# longest bloom time



## Cinderella (Nov 29, 2006)

My Phrag Don Wimber has been blooming since June. Not that I am complaining! But can you bloom yourself to death? What is the longest bloom time you have had?


----------



## Rick (Nov 29, 2006)

I'm sure its possible, but how could you document it based on all the other possibilities of what could be wrong?

I have a couple of pots of Phrag pearcii that have had at least one bloom open continuously for over a year now. However, the number of spikes and open flowers goes up and down throughout the year. Each spike tends to go for about 6 or so flowers.

I have a Paph moquettianum and Paph primulinum that have also been in continuous bloom (different spikes) for over a year. The moquetianum is pushing 2 years, has two very old spikes, and a new growth with spike just starting to bud up now.

I have a friend with a Paph pinochio (a sequential hybrid related to the above Paphs). That has a single spike that has been going for over 2 years.

Are you getting any new growths? If so I wouldn't worry, if it's the same growth blooming and not putting out new growths after several months, then cutting the spike might get the plant to divert flowering energy into new growth production.


----------



## Cinderella (Dec 1, 2006)

I do have new growths so I won't worry


----------



## SlipperFan (Dec 1, 2006)

My Phrag. Sorcerer's Apprentice is on it's 86th flower on a spike that started a couple of years ago. Now it has a new spike with one branch and 3 flowers, so far.


----------



## Barbara (Dec 2, 2006)

SlipperFan said:


> My Phrag. Sorcerer's Apprentice is on it's 86th flower on a spike that started a couple of years ago. Now it has a new spike with one branch and 3 flowers, so far.




Oh my! My sister has it, she will just be thrilled since she said she is going to let it flower as long as it wants this time. She's going to need higher ceilings!:rollhappy:


----------



## Heather (Dec 2, 2006)

SlipperFan said:


> My Phrag. Sorcerer's Apprentice is on it's 86th flower on a spike that started a couple of years ago. Now it has a new spike with one branch and 3 flowers, so far.



Do you keep a little grow chart for it? With hash marks for each flower?  
86 is a lot. I thought my Beverly Fischer was doing pretty well with 10.


----------



## SlipperFan (Dec 2, 2006)

Heather said:


> Do you keep a little grow chart for it? With hash marks for each flower?


No, I just count the sheaths/dried-up ovaries...


----------

* **Data segment**:
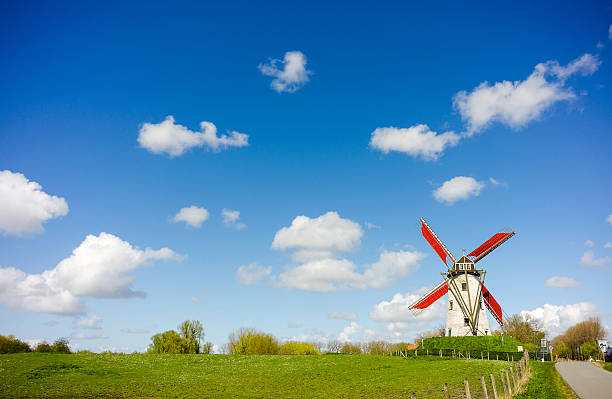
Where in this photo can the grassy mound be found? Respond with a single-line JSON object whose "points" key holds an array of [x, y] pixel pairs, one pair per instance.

* **Given exercise 1**:
List the name of everyone who posted in the thread on longest bloom time.
* **Given exercise 2**:
Answer these about the thread on longest bloom time:
(a) Since what month has Cinderella's Phrag Don Wimber been blooming?
(b) About how many flowers does each spike on Rick's Phrag pearcii tend to produce?
(c) How does SlipperFan count the flowers on the Phrag. Sorcerer's Apprentice?

* **Complete response 1**:
Cinderella, Rick, SlipperFan, Barbara, Heather

* **Complete response 2**:
(a) June
(b) About 6
(c) By counting the sheaths/dried-up ovaries